* AUSGANGSTEXT *

• • • • •

Ja, Panik tauchten schon mehrfach bei Spreeblick auf, nicht nur in Artikeln oder als Rezension, sondern auch in euren Kommentaren. Christian Ihle hat den Sänger der Band, Andreas Spechtl, getroffen und uns die lange Version des Gesprächs zur Verfügung gestellt, als Einstieg empfehlen wir sein Portrait von Ja, Panik bei der TAZ.

Die Gruppe Ja, Panik hat das wohl beste, mit Sicherheit aber interessanteste Album des Jahres veröffentlicht. Die gebürtigen Österreicher und jetzigen Wahlberliner sehen die eigenen Befindlichkeiten im Gegensatz zu den meisten deutschsprachigen Indierockbands nicht als Herzstück ihrer Texte, sondern arbeiten sich auch an politischen Themen ab.

Mit dem neuen Album DMD KIU LIDT haben Ja, Panik eine etwas größere Bekanntheit erreicht und stehen nun vor der Frage, wie sie mit ihren eigenen Ansprüchen umgehen sollen. Kompromisse machen, um von noch mehr Menschen gehört zu werden? Oder sich lieber dem „Mainstream“ verschließen und nur zu den bereits Bekehrten predigen?

Johnny hatte kürzlich in einem Artikel hinterfragt, ob eine Teilnahme an einer Stefan-Raab-Sendung heutzutage ein Muss für eine Indieband ist – oder ob man auch ohne Raab ein Auskommen finden kann. Im Interview beschäftigt sich Ja, Panik -Sänger und -Songwriter Andreas Spechtl mit dieser Problematik und überlegt, welcher Weg der „richtige“ sein kann.

• • • • •

[Datensätze zur Punktannotation]
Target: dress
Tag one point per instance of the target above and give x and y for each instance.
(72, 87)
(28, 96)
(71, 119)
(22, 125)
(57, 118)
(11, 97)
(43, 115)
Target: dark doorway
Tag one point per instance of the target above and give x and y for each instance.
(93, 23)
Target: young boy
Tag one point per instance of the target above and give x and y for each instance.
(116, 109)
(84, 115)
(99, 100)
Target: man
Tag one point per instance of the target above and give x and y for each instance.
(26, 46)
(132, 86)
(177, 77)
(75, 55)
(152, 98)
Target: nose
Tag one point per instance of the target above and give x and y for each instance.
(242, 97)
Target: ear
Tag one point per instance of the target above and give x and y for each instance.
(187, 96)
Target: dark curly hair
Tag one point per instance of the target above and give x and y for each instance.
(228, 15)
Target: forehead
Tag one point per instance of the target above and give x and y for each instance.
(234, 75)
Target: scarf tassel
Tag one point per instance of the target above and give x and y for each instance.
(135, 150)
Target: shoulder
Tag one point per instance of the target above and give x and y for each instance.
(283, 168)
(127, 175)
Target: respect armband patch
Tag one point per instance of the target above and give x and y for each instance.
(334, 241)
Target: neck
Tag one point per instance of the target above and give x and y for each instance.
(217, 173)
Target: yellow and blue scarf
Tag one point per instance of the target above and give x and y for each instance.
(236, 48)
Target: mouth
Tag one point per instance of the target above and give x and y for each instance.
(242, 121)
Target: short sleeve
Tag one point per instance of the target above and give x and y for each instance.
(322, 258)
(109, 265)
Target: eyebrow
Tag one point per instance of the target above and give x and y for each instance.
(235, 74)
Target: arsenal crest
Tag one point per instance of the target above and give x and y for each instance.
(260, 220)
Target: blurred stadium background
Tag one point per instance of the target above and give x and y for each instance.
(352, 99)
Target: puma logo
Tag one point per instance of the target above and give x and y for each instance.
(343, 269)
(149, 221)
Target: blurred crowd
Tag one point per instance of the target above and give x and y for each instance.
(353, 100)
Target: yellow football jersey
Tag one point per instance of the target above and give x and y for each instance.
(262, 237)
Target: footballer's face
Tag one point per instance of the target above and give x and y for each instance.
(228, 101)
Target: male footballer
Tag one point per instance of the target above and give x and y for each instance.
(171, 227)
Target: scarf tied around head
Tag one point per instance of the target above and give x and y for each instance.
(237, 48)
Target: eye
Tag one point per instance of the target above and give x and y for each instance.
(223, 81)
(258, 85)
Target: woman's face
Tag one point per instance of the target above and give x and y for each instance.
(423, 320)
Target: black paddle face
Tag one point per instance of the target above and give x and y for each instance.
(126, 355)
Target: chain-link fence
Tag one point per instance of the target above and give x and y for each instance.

• • • • •

Beantworte mithilfe des Textes über die Band Ja, Panik die folgenden Fragen.
(a) Wer hat den Sänger Andreas Spechtl getroffen?
(b) Woher stammen die Mitglieder der Band, und wo leben sie jetzt?
(c) Wie heißt das neue Album der Band?

(a) Christian Ihle hat Andreas Spechtl getroffen.
(b) Sie sind gebürtige Österreicher und leben jetzt als Wahlberliner in Berlin.
(c) Das neue Album heißt DMD KIU LIDT.